→ Task statement
Could you reproduce every line of the rows in the part that opens with the line containing "query: the noun phrase to segment: arched" and closes with the end of the rows, shifting each coordinate in the polygon outlines given as answers by adding 32 and leaving every other number unchanged?

→ Provided information

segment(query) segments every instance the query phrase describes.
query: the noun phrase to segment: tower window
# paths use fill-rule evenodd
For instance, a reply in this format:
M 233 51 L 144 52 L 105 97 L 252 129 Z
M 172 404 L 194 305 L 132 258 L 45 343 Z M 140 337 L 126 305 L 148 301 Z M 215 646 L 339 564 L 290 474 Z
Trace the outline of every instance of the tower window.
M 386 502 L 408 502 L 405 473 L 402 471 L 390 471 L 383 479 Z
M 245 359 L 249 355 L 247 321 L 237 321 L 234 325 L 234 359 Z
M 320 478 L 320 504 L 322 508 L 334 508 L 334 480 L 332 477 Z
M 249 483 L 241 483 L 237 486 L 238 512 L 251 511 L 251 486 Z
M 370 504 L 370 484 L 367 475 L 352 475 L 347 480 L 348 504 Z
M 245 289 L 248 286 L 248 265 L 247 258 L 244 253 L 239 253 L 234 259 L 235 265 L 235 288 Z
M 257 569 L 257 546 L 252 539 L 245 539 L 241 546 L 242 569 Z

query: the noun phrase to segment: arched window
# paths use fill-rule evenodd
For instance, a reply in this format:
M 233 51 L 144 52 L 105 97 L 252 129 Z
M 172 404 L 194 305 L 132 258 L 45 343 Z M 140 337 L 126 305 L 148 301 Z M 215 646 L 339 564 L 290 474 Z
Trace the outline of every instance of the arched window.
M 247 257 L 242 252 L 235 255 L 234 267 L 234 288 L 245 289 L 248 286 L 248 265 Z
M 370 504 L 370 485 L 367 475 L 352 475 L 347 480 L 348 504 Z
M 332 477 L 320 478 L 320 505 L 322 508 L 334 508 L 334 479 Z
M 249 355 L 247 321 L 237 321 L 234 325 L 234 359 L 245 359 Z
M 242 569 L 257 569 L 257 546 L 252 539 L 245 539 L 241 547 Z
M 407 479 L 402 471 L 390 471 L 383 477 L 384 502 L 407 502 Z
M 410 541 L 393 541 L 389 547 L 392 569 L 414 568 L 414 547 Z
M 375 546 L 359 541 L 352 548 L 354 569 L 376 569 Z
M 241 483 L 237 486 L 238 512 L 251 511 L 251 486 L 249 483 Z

→ Solution
query: the noun phrase to segment: arched window
# paths use fill-rule evenodd
For instance, a reply in this format:
M 233 51 L 144 52 L 105 97 L 252 129 Z
M 172 404 L 194 305 L 132 258 L 45 343 Z M 140 337 L 126 305 L 148 301 Z M 215 646 L 339 564 L 290 474 Z
Trace the outline of every instance of the arched window.
M 279 289 L 274 284 L 267 287 L 266 299 L 266 320 L 277 321 L 280 318 L 280 297 Z
M 402 536 L 402 517 L 399 507 L 384 507 L 379 512 L 380 536 Z
M 364 509 L 352 510 L 352 537 L 354 540 L 366 540 L 366 511 Z
M 281 387 L 279 353 L 269 353 L 266 357 L 266 391 L 277 391 Z
M 274 601 L 289 601 L 289 578 L 284 571 L 277 571 L 273 579 Z
M 439 511 L 434 503 L 422 503 L 415 509 L 416 534 L 439 534 Z
M 442 573 L 425 573 L 421 579 L 424 601 L 446 600 L 446 579 Z
M 407 578 L 391 573 L 384 580 L 386 601 L 408 601 Z
M 273 515 L 269 518 L 270 544 L 283 543 L 283 518 L 281 515 Z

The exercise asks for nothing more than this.